AUFGABENSTELLUNG: Schreib die Zeilen von der Zeile mit „Question. Locate the bowl“ bis zur Zeile mit „x=961 y=211“ (beide eingeschlossen) vollständig neu auf und skaliere dabei nur die Koordinaten in den Antworten mit dem Faktor 2,35. Runde auf ganze Zahlen, ab ,5 aufwärts, lass alle übrigen Zahlen unverändert und gib nur diese Zeilen aus.

GEGEBENE DATEN:
* * *
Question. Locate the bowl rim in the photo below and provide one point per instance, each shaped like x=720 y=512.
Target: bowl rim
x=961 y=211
* * *
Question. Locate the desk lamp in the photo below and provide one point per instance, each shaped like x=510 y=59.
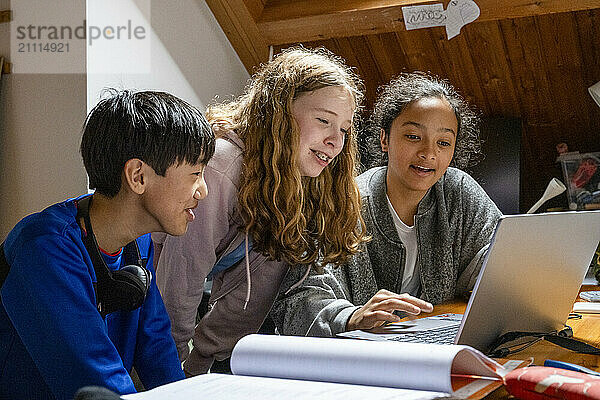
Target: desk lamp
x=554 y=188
* * *
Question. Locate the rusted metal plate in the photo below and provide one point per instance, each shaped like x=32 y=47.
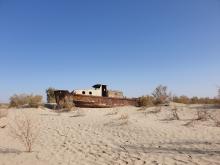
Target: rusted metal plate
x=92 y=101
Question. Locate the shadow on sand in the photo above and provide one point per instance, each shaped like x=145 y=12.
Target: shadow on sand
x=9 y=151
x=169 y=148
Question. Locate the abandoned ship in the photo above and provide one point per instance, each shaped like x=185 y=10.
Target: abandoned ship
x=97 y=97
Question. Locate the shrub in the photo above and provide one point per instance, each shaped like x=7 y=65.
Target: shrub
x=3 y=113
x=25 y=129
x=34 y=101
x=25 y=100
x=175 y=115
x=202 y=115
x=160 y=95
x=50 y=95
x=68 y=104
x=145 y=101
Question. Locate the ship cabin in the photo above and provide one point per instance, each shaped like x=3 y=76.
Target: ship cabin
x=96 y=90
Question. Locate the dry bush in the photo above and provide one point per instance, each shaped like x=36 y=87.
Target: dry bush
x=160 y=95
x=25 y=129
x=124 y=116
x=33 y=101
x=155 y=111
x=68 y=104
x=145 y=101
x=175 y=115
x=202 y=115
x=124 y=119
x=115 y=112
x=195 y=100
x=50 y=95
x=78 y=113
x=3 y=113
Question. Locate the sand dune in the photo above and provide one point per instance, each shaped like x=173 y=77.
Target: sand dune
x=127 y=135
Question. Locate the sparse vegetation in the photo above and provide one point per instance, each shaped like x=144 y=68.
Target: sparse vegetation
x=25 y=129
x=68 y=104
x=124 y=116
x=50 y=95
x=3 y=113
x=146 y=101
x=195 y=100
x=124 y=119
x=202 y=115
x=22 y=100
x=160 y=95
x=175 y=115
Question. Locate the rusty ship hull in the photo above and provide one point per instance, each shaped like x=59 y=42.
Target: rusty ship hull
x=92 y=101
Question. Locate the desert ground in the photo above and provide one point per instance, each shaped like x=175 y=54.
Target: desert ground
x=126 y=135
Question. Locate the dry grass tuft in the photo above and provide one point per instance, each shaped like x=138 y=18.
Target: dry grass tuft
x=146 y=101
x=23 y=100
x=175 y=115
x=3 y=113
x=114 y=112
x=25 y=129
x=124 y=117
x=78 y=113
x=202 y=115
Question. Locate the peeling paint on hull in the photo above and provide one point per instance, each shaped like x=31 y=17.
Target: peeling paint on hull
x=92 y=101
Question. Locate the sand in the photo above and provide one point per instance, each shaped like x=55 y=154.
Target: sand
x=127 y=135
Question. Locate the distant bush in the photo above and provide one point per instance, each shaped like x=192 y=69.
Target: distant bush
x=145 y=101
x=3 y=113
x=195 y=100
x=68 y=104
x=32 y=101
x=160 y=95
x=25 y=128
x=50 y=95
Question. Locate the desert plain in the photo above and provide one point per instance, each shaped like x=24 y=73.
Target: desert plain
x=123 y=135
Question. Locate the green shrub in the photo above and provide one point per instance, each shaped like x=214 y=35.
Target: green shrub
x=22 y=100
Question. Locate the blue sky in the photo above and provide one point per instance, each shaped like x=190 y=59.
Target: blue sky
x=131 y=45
* * *
ERLEDIGTE AUFGABE:
Question. Locate the bowl rim in the photo below and provide one point per instance, each shaped like x=720 y=512.
Target: bowl rim
x=2258 y=496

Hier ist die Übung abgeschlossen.